■ What the task requires ■
Count how many lines of the material below contain the string "blue". Output only that number.

┄┄┄┄┄┄

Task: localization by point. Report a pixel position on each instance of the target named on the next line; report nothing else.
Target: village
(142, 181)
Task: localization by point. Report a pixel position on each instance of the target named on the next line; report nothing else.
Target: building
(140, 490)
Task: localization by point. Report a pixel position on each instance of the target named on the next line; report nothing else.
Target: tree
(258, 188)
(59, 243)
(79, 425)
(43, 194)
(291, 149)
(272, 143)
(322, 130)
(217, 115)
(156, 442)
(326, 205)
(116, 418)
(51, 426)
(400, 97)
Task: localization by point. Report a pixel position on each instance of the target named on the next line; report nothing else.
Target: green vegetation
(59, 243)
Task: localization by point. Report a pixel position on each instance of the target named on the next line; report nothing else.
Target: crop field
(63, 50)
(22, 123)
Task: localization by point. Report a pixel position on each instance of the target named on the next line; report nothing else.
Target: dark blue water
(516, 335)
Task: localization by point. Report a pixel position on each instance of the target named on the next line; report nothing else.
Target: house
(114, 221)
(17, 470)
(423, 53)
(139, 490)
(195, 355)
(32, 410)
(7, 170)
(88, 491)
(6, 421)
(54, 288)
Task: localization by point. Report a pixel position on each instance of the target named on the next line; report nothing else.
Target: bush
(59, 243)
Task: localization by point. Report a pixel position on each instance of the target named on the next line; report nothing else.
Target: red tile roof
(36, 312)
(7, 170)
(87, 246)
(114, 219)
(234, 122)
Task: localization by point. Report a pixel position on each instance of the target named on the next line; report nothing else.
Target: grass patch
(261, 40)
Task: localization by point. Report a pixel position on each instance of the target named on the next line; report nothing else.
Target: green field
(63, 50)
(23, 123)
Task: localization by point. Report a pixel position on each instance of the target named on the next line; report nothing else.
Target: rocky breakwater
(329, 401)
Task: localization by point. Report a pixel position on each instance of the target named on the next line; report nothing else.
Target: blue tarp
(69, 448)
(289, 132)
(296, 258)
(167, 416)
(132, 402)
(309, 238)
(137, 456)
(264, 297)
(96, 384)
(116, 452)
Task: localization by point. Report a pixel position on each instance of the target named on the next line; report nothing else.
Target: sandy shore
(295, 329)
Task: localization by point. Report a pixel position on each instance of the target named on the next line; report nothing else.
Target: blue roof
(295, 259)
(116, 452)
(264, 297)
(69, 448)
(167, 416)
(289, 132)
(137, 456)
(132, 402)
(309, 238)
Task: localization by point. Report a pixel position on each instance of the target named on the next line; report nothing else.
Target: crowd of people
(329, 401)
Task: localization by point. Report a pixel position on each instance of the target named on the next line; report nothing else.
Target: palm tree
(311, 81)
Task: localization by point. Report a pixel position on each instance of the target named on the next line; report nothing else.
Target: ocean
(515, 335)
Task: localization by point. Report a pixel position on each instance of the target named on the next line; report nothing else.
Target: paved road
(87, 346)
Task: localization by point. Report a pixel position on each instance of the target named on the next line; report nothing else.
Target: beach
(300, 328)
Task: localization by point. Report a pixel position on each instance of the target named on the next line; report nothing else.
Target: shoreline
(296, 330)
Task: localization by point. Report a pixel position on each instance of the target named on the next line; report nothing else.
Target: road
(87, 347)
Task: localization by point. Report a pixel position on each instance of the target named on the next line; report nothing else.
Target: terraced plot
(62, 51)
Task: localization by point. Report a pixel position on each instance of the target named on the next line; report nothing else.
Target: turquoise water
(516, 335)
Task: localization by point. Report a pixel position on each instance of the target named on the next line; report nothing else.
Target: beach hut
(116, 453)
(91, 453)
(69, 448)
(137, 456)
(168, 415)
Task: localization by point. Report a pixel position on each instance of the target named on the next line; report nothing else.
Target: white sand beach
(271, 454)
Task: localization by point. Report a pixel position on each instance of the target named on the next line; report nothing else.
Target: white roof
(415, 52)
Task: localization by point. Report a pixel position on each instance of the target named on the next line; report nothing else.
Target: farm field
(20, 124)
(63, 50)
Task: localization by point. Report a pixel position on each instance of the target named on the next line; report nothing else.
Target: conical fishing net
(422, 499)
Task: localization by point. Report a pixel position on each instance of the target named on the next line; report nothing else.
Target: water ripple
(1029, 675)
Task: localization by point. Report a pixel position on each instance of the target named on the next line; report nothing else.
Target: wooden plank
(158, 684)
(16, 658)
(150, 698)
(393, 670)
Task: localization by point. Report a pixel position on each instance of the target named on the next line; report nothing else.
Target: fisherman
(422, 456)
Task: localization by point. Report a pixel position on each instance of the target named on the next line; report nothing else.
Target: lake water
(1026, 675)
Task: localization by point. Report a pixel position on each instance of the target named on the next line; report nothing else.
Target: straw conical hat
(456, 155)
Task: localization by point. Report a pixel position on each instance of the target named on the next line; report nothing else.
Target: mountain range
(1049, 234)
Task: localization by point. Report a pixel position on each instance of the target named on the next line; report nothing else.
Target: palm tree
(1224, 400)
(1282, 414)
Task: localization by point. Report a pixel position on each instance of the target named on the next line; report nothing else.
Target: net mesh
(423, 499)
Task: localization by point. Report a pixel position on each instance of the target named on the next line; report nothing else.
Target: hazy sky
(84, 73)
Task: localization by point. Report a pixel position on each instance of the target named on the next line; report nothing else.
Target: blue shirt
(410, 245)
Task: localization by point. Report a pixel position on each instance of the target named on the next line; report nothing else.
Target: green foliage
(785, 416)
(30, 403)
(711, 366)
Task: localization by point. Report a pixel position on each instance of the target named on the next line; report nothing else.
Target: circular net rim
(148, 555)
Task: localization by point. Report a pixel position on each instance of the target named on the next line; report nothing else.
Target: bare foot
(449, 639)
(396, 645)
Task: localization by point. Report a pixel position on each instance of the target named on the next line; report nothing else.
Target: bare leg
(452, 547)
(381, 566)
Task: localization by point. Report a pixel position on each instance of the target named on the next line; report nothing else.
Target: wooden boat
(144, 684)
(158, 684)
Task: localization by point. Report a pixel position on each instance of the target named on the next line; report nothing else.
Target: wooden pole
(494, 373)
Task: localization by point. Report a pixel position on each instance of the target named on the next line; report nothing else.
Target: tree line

┄┄┄┄┄┄

■ Reply to the task ■
4